What is needed: Below are some records; copy them word for word and drop the pictures.

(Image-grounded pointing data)
☆ ☆ ☆ ☆ ☆ ☆ ☆
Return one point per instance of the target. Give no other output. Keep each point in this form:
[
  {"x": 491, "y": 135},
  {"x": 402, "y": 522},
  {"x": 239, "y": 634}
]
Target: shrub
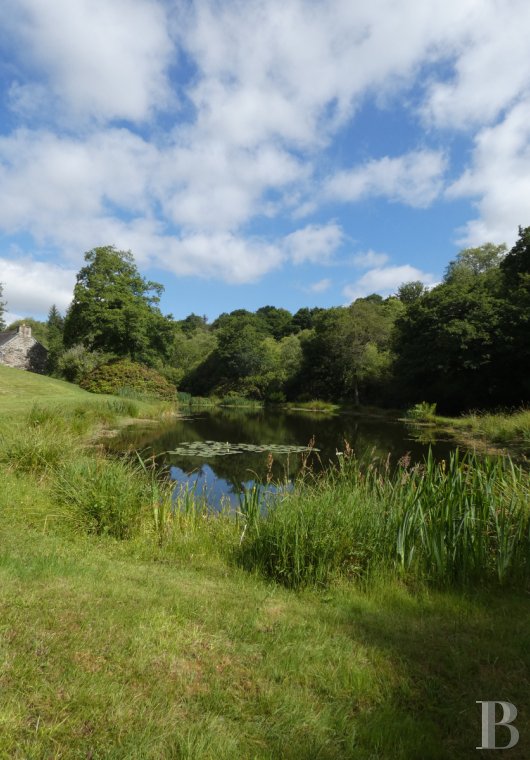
[
  {"x": 78, "y": 361},
  {"x": 126, "y": 378}
]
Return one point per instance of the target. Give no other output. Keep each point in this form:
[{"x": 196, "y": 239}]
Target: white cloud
☆ ☆ ☆ ☆ ☆ ☆ ☆
Finished exercise:
Return one point per instance of the target. Give no other output. Keep each point in this form:
[
  {"x": 491, "y": 135},
  {"x": 402, "y": 522},
  {"x": 239, "y": 634}
]
Target: shrub
[
  {"x": 78, "y": 361},
  {"x": 126, "y": 378}
]
Return one point per instance of the target. Give no other output. Keep each point in this form:
[{"x": 196, "y": 239}]
Target: white cloud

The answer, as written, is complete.